## WORK TO COMPLETE
1. From the staking text, list each role that validators assume according to the sentence beginning "Validators assume the role of".
2. Write out everything in the staking text from "In staking, you" down to "any slashable behavior.", swapping in "delegator" wherever "nominator" appears.

## TEXT EXCERPT
————
The system encourages CGT holders to participate as nominators. Nominators may back up to 8 validators as trusted validator candidates.
Validators assume the role of producing new blocks, validating parachain blocks, and guaranteeing finality. Nominators can choose to back select validators with their stake.
The staking system pays out rewards essentially equally to all validators regardless of stake. Having more stake on a validator does not influence the amount of block rewards it receives. However, there is a probabilistic component to reward calculation, so rewards may not be exactly equal for all validators in a given era.
Distribution of the rewards are pro-rata to all stakers after the validator payment is deducted. In this way, the network incents the nomination of lower-staked validators to create an equally-staked validator set.
In staking, you can be either a nominator or a validator. As a nominator, you can nominate one or more (up to 8) validator candidates that you trust to help you earn rewards in CGT. A validator node is required to be responsive 24/7, perform its expected duties in a timely manner, and avoid any slashable behavior.
Any potential validators can indicate their intention to be a validator candidate. Their candidacies are made public to all nominators, and a nominator in turn submits a list of any number of candidates that it supports. In the next epoch (lasting 10 minutes), a certain number of validators having the most CGT backing get elected and become active. There are no particular requirements for a CGT holder to become a nominator, though we expect each nominator to carefully track the performance and reputation of validators. We also recommend becoming a nominator with a stake of more than 5,000 CGT (for validators - from 25,000 CGT), which is economically feasible.
Once the nomination period ends, the NPoS election mechanism takes the nominators and their associated votes as input, and outputs a set of validators of the required size, that maximizes the stake backing of any validator, and that makes the stakes backing validators as evenly distributed as possible. The objectives of this election mechanism are to maximize the security of the network, and achieve fair representation of the nominators.
To explain how rewards are paid to validators and nominators, we need to consider validator pools, where a validator pool consists of an elected validator together with the nominators backing it. For each validator pool, we keep a list of nominators with the associated stakes.
The general rule for rewards across validator pools is that two validator pools get paid essentially the same amount of CGT for equal work, i.e. they are NOT paid proportional to the stakes in each pool. There is a probabilistic component to staking rewards in the form of era points and tips but these should average out over time. Within a validator pool, a (configurable) percentage of the reward goes to pay the validator's commission fees and the remainder is paid pro-rata (i.e. proportional to stake) to the nominators and validator.
We highlight two features of this payment scheme. The first is that since validator pools are paid the same regardless of stake level, pools with less stake will generally pay more to nominators per-CGT than pools with more stake. We thus give nominators an economic incentive to gradually shift their preferences to lower staked validators that gain a sufficient amount of reputation. The reason for this is that we want the stake across validator pools to be as evenly distributed as possible, to avoid a concentration of power among a few validators.
————
## INFORMATION GIVEN
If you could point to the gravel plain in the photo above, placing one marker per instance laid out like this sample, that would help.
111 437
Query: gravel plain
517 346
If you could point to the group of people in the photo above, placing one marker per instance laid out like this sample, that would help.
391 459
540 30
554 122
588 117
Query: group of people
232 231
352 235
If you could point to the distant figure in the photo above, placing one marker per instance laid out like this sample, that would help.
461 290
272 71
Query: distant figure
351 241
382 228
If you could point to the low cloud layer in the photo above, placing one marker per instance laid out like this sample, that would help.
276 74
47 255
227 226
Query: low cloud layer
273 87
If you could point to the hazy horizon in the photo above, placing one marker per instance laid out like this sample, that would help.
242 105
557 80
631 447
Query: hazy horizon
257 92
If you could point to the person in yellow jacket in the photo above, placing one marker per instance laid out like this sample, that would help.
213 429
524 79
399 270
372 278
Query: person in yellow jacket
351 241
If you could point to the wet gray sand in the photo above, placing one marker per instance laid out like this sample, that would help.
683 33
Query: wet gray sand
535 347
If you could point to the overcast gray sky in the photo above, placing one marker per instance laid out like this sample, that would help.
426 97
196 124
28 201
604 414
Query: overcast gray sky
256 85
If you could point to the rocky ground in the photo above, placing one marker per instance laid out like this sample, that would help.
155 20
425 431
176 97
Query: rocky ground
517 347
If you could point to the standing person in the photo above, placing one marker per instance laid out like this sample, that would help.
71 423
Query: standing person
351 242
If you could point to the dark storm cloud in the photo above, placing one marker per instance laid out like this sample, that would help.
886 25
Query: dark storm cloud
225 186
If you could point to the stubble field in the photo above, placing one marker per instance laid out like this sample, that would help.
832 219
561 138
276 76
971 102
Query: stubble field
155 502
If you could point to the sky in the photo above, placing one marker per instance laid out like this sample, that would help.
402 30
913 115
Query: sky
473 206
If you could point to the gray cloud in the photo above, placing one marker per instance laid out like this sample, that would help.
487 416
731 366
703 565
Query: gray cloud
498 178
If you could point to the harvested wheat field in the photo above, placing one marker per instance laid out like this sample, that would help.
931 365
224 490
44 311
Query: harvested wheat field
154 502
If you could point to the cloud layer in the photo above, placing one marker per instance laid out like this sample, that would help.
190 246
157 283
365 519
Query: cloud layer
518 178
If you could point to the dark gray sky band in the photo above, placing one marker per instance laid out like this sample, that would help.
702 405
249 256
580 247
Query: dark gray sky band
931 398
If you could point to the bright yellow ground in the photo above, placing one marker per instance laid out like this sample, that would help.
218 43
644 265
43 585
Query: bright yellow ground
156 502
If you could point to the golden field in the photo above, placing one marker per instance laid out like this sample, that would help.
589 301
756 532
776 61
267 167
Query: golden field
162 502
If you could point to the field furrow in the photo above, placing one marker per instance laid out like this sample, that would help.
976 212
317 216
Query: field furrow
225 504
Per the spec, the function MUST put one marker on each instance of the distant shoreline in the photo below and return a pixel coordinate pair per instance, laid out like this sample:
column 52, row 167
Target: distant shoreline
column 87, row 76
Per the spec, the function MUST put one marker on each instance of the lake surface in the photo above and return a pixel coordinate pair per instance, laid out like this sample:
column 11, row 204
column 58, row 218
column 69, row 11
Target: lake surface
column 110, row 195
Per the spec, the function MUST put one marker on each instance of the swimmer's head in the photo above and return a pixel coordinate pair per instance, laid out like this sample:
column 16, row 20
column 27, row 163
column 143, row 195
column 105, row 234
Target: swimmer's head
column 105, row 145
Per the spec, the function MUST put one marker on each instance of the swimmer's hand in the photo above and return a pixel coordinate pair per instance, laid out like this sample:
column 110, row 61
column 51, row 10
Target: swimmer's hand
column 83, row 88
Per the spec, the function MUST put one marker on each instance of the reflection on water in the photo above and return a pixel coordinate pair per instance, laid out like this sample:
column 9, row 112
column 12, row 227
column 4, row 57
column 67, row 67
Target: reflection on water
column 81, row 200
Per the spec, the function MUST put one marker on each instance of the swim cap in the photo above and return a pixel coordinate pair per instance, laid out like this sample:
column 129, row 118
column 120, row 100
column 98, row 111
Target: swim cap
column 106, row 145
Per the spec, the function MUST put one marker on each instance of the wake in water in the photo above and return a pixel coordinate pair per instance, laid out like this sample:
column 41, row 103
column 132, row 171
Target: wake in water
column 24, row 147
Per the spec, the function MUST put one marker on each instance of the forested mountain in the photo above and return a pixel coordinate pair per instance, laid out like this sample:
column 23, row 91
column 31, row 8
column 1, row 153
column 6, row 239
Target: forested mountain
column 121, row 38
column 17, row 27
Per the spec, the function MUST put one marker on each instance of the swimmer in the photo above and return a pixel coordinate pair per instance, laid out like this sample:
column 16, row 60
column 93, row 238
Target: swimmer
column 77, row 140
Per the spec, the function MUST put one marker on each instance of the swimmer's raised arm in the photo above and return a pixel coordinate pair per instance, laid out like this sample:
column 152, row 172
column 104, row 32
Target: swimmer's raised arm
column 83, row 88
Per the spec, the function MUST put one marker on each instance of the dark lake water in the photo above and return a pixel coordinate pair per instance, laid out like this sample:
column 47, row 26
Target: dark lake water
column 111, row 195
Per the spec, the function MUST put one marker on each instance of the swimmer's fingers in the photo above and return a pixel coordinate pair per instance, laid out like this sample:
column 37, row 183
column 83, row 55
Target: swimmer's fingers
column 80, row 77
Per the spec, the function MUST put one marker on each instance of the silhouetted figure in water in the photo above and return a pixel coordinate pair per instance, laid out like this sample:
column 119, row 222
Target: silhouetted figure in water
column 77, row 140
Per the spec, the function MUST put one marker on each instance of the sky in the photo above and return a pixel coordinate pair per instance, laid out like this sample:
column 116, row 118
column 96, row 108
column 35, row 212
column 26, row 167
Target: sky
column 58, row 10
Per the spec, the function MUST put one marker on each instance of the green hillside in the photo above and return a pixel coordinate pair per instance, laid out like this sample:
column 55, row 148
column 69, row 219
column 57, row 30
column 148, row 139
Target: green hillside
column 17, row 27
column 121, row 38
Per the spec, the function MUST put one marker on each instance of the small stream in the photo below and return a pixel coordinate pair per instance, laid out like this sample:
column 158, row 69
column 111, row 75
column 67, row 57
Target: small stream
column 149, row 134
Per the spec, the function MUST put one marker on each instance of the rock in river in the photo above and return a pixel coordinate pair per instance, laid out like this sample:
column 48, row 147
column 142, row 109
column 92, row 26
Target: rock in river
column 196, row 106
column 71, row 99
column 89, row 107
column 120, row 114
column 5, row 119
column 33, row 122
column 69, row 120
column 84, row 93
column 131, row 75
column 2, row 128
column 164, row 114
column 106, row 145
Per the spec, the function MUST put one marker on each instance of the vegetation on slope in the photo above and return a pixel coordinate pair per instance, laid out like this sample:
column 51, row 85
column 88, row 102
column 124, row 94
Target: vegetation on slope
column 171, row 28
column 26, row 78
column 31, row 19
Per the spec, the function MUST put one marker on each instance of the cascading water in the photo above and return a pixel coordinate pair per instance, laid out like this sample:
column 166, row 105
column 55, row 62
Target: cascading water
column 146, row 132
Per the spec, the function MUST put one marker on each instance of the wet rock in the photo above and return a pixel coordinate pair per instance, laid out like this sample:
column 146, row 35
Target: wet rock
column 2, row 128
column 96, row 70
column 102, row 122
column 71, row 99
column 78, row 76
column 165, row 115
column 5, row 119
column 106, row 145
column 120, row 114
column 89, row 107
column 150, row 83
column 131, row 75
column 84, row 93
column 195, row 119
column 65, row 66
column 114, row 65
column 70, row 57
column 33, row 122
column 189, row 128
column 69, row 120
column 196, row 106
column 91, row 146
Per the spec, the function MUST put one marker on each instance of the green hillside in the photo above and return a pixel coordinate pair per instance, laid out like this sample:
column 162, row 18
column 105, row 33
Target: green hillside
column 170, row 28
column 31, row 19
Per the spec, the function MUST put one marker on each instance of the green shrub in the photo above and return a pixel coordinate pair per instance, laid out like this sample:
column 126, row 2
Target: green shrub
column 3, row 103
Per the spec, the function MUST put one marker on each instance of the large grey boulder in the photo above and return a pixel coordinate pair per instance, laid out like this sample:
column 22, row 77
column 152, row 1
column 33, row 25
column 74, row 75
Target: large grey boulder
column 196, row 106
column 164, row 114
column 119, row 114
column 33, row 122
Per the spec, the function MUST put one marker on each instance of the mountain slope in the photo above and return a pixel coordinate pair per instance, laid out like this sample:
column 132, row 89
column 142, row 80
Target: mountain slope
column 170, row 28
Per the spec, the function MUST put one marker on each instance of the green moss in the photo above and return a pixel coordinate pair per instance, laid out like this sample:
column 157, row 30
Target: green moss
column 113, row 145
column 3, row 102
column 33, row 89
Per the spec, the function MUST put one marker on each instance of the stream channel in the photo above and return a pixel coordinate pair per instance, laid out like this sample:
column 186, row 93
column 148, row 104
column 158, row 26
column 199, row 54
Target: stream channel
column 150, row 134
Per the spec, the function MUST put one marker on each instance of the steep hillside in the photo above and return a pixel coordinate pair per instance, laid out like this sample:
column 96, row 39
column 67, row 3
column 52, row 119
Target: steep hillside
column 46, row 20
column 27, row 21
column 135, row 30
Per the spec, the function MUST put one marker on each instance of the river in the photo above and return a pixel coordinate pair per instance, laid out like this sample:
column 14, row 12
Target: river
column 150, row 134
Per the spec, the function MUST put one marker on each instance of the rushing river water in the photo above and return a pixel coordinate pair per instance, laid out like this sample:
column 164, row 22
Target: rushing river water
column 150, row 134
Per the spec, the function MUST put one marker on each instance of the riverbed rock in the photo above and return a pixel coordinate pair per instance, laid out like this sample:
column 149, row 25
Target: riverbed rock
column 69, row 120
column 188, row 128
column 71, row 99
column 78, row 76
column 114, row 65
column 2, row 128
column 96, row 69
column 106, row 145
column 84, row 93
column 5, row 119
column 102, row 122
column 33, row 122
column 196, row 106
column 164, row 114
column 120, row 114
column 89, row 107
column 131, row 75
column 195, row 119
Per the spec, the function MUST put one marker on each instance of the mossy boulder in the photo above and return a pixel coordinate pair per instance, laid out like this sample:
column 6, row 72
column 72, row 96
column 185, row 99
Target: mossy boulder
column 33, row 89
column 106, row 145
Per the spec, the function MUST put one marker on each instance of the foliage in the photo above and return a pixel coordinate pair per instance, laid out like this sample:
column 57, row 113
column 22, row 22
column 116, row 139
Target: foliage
————
## SOLUTIONS FOR EACH TASK
1.
- producing new blocks
- validating parachain blocks
- guaranteeing finality

2.
In staking, you can be either a delegator or a validator. As a delegator, you can nominate one or more (up to 8) validator candidates that you trust to help you earn rewards in CGT. A validator node is required to be responsive 24/7, perform its expected duties in a timely manner, and avoid any slashable behavior.